• _TASK BRIEF_: Reproduce verbatim the final portion of the material below, from the line containing "Guideline: for every instance of the blurred person, the" through its last line, and nothing else.

(Excerpts from point annotation data)

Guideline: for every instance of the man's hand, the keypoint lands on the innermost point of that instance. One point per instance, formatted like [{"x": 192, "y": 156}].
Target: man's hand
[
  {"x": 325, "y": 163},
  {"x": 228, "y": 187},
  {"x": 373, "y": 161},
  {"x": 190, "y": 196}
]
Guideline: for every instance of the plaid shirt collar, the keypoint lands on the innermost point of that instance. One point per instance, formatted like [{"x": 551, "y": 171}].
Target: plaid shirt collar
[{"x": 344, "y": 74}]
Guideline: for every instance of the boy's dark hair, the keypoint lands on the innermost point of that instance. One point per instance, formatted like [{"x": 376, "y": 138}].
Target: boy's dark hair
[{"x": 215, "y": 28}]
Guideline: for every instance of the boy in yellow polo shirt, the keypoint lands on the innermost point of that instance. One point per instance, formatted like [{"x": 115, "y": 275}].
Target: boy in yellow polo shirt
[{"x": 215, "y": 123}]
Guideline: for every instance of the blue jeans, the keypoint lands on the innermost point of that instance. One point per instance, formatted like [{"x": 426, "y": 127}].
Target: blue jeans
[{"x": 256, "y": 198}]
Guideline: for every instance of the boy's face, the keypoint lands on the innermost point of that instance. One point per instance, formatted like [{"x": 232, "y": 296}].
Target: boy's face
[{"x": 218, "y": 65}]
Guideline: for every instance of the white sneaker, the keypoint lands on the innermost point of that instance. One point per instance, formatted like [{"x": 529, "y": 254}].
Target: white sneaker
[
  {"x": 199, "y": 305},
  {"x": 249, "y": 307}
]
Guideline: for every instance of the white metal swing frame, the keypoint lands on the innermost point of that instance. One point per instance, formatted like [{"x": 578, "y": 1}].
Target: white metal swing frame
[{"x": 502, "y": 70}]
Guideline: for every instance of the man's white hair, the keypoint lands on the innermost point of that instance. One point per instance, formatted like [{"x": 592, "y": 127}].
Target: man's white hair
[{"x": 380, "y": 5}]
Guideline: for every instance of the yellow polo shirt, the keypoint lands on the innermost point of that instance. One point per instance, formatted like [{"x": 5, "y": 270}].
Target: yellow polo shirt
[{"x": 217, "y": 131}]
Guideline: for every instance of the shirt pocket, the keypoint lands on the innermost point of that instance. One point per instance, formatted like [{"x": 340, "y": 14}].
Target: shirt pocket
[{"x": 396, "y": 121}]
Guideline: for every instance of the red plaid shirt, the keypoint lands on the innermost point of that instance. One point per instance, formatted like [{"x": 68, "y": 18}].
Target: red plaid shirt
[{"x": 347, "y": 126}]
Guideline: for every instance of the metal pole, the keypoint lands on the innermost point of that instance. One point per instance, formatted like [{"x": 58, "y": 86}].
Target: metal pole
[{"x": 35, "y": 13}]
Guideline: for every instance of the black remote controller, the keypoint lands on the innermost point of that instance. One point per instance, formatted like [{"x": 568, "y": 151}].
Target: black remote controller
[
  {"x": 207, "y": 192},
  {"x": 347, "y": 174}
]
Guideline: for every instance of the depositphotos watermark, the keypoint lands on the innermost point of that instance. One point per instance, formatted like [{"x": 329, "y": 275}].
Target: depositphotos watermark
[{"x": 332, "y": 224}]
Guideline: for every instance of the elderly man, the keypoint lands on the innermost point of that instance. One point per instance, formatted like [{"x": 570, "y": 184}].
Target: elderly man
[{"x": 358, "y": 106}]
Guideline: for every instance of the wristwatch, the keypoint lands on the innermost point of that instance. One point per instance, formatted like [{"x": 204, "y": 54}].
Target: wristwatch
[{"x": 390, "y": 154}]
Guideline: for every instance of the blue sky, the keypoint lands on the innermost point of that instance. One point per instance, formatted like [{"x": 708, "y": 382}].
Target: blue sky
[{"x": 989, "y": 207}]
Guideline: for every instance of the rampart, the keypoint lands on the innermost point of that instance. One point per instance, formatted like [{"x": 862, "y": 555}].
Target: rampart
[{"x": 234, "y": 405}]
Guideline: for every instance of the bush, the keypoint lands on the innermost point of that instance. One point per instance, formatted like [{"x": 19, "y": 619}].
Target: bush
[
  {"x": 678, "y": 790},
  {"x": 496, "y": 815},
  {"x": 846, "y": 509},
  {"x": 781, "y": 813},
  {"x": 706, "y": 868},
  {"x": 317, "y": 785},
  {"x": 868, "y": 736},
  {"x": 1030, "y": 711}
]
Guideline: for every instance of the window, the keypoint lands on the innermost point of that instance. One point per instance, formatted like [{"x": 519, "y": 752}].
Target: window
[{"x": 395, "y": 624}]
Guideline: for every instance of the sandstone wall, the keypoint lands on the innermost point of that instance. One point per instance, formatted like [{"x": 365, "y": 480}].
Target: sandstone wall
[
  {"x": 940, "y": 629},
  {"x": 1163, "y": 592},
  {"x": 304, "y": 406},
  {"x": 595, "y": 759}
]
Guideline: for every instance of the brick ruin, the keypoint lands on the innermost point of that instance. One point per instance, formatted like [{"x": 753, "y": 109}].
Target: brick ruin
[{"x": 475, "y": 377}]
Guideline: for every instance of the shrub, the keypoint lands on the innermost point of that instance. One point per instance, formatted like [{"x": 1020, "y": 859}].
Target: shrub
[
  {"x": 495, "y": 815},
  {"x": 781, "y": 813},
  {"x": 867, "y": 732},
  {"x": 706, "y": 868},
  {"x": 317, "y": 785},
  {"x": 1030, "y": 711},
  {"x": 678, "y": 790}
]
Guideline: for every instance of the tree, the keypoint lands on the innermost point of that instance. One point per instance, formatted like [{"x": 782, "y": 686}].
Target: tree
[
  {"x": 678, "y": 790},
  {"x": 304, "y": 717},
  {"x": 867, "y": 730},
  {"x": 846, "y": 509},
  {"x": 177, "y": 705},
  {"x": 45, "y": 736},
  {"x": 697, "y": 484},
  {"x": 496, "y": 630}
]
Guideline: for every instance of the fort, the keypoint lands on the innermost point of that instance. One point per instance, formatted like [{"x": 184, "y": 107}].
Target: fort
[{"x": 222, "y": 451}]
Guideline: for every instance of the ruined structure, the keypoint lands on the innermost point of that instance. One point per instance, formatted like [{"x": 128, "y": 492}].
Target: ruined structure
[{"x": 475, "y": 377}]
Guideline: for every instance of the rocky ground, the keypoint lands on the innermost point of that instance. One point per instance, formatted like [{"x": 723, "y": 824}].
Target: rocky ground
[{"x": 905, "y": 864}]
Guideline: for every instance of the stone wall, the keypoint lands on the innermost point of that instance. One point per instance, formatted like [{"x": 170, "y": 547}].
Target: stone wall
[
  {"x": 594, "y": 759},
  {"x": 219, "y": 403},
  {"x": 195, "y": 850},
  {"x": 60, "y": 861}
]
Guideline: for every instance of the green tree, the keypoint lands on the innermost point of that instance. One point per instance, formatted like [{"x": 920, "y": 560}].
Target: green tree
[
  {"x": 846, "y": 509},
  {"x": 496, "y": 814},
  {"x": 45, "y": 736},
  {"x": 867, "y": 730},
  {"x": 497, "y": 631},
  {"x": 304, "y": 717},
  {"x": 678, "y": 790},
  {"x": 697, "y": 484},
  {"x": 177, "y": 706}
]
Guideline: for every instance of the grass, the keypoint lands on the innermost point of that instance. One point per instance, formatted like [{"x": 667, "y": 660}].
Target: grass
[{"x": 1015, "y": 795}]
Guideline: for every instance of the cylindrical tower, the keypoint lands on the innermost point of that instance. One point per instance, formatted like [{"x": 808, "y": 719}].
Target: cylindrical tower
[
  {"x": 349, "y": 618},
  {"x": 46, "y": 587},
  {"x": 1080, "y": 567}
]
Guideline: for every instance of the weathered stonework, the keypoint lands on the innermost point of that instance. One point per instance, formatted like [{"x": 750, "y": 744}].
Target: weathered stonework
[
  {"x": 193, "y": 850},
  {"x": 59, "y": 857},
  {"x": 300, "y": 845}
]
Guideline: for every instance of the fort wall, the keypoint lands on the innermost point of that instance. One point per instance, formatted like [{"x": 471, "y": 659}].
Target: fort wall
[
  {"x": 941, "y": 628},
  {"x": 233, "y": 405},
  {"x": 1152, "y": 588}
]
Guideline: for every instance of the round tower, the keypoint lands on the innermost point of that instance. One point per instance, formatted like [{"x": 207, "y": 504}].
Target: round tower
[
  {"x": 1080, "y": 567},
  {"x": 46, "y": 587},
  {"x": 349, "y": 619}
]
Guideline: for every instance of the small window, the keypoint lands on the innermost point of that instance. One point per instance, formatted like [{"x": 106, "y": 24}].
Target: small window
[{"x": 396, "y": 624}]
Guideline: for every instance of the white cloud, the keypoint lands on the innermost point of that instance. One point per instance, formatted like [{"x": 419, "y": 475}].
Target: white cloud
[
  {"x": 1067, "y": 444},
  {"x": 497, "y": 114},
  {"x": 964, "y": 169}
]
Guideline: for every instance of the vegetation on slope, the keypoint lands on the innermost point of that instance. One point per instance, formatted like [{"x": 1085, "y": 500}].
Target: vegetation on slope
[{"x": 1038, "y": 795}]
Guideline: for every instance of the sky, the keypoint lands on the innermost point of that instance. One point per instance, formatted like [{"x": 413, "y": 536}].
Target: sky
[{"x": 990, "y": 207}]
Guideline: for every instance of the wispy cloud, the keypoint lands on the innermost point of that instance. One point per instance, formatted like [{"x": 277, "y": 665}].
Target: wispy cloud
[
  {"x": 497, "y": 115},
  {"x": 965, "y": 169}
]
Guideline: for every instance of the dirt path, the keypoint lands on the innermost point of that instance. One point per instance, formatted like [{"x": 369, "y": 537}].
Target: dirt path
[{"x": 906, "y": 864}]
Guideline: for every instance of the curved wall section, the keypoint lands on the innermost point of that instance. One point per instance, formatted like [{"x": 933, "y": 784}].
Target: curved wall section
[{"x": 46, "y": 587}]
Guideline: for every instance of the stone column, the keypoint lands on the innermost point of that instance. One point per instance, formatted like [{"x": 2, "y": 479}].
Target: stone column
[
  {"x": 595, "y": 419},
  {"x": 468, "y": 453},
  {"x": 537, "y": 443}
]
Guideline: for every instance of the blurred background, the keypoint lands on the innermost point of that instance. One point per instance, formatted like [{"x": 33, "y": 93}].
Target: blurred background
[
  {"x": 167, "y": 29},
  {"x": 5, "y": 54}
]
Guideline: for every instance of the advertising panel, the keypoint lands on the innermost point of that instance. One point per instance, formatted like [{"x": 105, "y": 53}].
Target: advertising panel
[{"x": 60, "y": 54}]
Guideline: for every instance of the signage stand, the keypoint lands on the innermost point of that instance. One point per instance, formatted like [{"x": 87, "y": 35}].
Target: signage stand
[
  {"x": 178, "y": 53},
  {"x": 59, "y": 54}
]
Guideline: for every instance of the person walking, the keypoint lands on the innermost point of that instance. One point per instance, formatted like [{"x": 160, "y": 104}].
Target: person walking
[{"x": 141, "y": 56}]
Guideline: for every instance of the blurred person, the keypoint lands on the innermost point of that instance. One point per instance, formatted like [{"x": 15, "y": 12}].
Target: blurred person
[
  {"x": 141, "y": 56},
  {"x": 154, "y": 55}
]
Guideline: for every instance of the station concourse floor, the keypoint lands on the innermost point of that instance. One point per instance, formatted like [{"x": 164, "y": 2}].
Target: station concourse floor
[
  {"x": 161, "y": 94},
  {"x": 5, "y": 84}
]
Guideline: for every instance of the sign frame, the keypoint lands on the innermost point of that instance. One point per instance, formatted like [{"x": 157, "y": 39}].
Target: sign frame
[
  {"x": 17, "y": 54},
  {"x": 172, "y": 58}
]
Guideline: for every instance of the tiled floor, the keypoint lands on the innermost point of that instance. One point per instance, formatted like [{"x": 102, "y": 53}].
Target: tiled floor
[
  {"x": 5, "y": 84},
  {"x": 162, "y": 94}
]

• _SOLUTION FOR THIS TASK_:
Guideline: for every instance of the blurred person, the keypoint lands on the innermost point of that instance. One point per instance, formatted like [{"x": 15, "y": 12}].
Target: blurred person
[
  {"x": 141, "y": 56},
  {"x": 154, "y": 55}
]
Guideline: for every instance of the station concourse floor, the keypoint lands on the innermost point of that instance. One point per instance, formatted like [{"x": 164, "y": 2}].
Target: station concourse floor
[
  {"x": 161, "y": 94},
  {"x": 5, "y": 84}
]
Guideline: for every instance of the sign frame, the keypoint lands on the innermost point of that instance. One point per instance, formatted like [{"x": 157, "y": 39}].
Target: sign frame
[
  {"x": 17, "y": 54},
  {"x": 172, "y": 58}
]
Guideline: for every instance of the tiled floor, the keypoint lands on the innermost point of that instance. One point per instance, formatted like [{"x": 102, "y": 53}].
Target: tiled floor
[
  {"x": 5, "y": 84},
  {"x": 162, "y": 94}
]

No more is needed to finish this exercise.